## Text section

################

In addition to service level and match rate, many other performance metrics may be measured, reported, and/or used for preparing various reports in the contact center context. Examples of such metrics include, but are not limited to: contact center traffic, staffing, or occurrences when staff utilization has changed. Additionally, staff behavior can be monitored and analyzed as a possible root cause for one or more triggering events. Moreover, changes in other secondary contact center parameters including system administration parameters like queue assignments and/or vector assignments can be analyzed to determine if they were a contributing factor to the decrease in performance. Various dynamic and/or static reports can be generated and produced based on the monitored parameters.
In a more general market analysis context, the types of metrics that can be monitored and used to produce different reports include, without limitation, stock price of a stock of interest, stock prices of stocks related to a stock of interest, aggregate prices of stocks, recent news in a business industry related to a stock of interest, general economic news, and so forth. Each of these metrics can be used to determine if a triggering event has occurred as well as to determine the possible cause of a triggering event. Furthermore, such metrics may be used to selectively generate customized reports to help display the possible cause of the triggering event.

################

## Dataset content

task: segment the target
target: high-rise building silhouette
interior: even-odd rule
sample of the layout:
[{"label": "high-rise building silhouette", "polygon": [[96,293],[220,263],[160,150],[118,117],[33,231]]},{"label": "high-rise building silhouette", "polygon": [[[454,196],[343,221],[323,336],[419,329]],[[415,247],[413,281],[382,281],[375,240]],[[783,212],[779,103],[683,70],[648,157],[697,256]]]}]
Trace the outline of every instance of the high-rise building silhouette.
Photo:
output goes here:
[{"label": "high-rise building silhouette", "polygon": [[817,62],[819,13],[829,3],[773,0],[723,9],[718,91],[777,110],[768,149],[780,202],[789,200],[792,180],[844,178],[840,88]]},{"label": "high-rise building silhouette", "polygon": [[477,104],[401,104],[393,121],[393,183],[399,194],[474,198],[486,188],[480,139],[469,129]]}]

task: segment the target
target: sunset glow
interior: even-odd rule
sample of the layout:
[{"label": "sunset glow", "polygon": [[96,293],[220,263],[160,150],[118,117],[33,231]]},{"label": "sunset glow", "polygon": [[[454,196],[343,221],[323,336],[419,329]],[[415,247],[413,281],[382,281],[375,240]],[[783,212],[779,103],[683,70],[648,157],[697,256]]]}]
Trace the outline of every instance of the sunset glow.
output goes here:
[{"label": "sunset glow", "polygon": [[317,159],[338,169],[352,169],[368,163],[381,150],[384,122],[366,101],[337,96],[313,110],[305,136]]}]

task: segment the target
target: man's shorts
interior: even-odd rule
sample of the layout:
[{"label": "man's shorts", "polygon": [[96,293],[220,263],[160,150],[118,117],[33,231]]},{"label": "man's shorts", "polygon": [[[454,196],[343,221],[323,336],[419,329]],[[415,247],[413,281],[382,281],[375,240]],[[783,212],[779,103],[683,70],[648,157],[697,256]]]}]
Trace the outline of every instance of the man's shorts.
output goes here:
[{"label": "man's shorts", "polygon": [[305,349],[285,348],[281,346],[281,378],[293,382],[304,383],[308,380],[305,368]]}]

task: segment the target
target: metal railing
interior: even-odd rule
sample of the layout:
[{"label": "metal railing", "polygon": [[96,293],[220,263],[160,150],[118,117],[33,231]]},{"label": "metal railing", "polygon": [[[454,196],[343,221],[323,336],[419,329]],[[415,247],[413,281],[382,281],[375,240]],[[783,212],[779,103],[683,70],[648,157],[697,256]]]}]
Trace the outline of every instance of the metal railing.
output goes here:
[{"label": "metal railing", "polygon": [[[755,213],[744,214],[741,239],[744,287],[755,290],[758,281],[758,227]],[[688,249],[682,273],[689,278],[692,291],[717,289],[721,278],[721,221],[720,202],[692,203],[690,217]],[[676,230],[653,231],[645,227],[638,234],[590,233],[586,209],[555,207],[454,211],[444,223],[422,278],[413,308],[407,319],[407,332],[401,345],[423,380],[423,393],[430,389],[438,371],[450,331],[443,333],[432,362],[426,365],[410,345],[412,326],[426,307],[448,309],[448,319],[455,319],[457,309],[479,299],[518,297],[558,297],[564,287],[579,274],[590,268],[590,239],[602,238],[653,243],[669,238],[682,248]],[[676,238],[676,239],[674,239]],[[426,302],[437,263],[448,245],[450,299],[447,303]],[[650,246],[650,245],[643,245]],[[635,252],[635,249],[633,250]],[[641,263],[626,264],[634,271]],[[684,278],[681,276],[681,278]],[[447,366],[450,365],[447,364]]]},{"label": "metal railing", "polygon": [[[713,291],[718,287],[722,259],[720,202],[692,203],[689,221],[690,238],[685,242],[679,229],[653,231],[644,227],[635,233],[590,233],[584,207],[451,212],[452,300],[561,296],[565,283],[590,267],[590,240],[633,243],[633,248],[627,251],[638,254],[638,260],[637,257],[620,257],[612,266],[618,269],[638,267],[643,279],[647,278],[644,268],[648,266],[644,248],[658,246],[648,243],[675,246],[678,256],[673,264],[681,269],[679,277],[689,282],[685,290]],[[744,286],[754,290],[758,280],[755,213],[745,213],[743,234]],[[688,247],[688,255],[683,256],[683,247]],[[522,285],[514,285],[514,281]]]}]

################

## List of tasks
A – Show every line of the entries above that contains the word "glow".
B – Carry on the passage about performance metrics and triggering events from the point where it ends.

## Expected answers
A –
target: sunset glow
[{"label": "sunset glow", "polygon": [[96,293],[220,263],[160,150],[118,117],[33,231]]},{"label": "sunset glow", "polygon": [[[454,196],[343,221],[323,336],[419,329]],[[415,247],[413,281],[382,281],[375,240]],[[783,212],[779,103],[683,70],[648,157],[697,256]]]}]
Trace the outline of every instance of the sunset glow.
[{"label": "sunset glow", "polygon": [[317,159],[338,169],[352,169],[368,163],[381,150],[384,122],[366,101],[337,96],[313,110],[305,136]]}]

B –
“Monitoring”, as used herein, includes any type of function related to observing, recording, or detecting with instruments that have no effect upon the operation or condition of the element or group of elements that are being monitored.
“Reporting”, as used herein, includes functions related to providing compiled data to a user via a user perceptible medium. Reporting may occur through the generation of images on a user interface device (e.g., a screen) or through the production of a paper report that disseminates the compiled data, or through a voice message delivered to a telephone or similar device.
As used herein, “at least one”, “one or more”, and “and/or” are open-ended expressions that are both conjunctive and disjunctive in operation. For example, each of the expressions “at least one of A, B and C”, “at least one of A, B, or C”, “one or more of A, B, and C”, “one or more of A, B, or C” and “A, B, and/or C” means A alone, B alone, C alone, A and B together, A and C together, B and C together, or A, B and C together.
The terms “a” or “an” entity refer to one or more of that entity. As such, the terms “a” (or “an”), “one or more” and “at least one” can be used interchangeably herein. It is also to be noted that the terms “comprising”, “including”, and “having” can be used interchangeably.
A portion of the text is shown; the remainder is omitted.